■ REQUIREMENTS
Scale the items below by writing out every line again, requests included, with each x and y coordinate in the answers multiplied by 0.8 and rounded to a whole number, halves rounded up. Leave the pictures out of your answer.

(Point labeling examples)
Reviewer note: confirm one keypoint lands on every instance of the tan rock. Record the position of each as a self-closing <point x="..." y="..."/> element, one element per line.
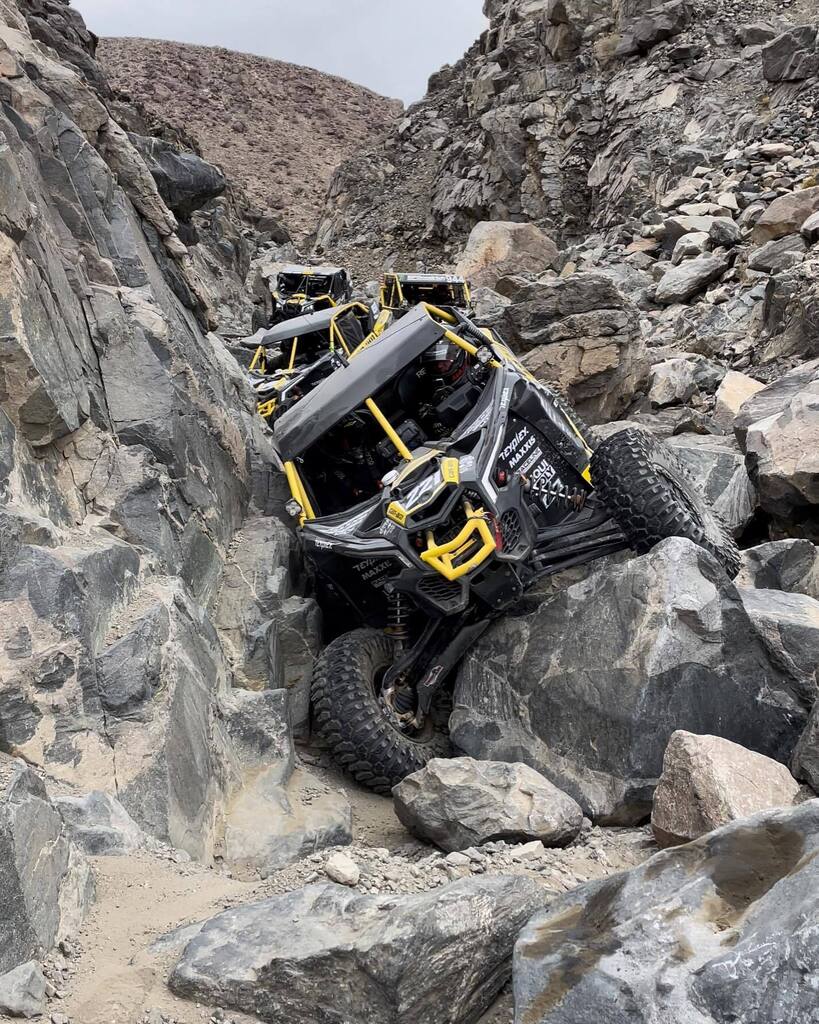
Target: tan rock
<point x="786" y="214"/>
<point x="498" y="248"/>
<point x="735" y="389"/>
<point x="707" y="781"/>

■ THE RESULT
Reviewer note: confirm one keypoint lands on every instance of the tan rock. Record the position of each as a self-closing <point x="..." y="..."/> element, one element per line.
Target: tan rock
<point x="629" y="171"/>
<point x="398" y="198"/>
<point x="588" y="311"/>
<point x="566" y="625"/>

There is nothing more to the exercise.